_Task item_:
Extract every line below word for word, leaving out the pictures.

[Start of section]

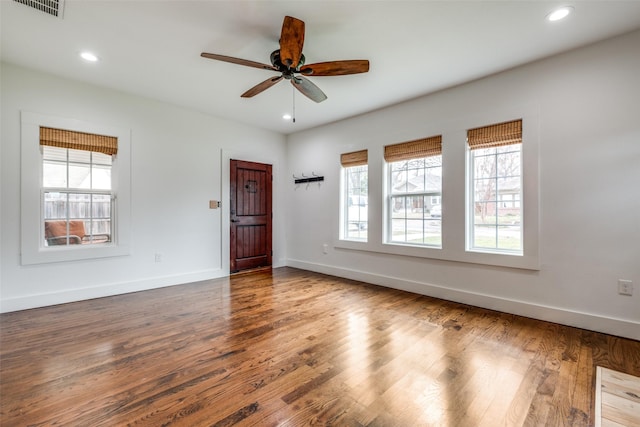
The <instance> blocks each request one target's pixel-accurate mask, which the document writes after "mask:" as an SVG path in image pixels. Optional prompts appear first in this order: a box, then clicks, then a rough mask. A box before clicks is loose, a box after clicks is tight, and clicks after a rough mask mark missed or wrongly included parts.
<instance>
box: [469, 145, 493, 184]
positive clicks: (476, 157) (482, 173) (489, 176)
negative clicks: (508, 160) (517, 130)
mask: <svg viewBox="0 0 640 427" xmlns="http://www.w3.org/2000/svg"><path fill="white" fill-rule="evenodd" d="M490 150H495V149H493V148H491V149H490ZM480 151H482V152H485V150H474V151H472V153H474V154H475V156H474V162H473V163H474V177H475V178H476V179H480V178H492V177H495V176H496V157H495V156H493V155H491V156H489V155H481V153H479V152H480Z"/></svg>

[End of section]

_Expected output_:
The <instance> blocks each request one target's pixel-accurate mask, which the document writes after "mask:" as an SVG path in image pixels. Optional prompts appear first in this order: a box, then clicks, then a rough mask. A box before clicks is loose, a box after clicks is tight, and clicks after a rough mask mark missed or wrongly included parts.
<instance>
box: [469, 145, 493, 184]
positive clicks: (476, 157) (482, 173) (489, 176)
negative clicks: (508, 160) (517, 130)
mask: <svg viewBox="0 0 640 427" xmlns="http://www.w3.org/2000/svg"><path fill="white" fill-rule="evenodd" d="M490 150H495V149H493V148H491V149H490ZM480 151H482V152H485V150H474V151H472V153H474V154H475V156H474V162H473V163H474V177H475V178H476V179H480V178H492V177H495V176H496V157H495V156H493V155H491V156H489V155H481V153H479V152H480Z"/></svg>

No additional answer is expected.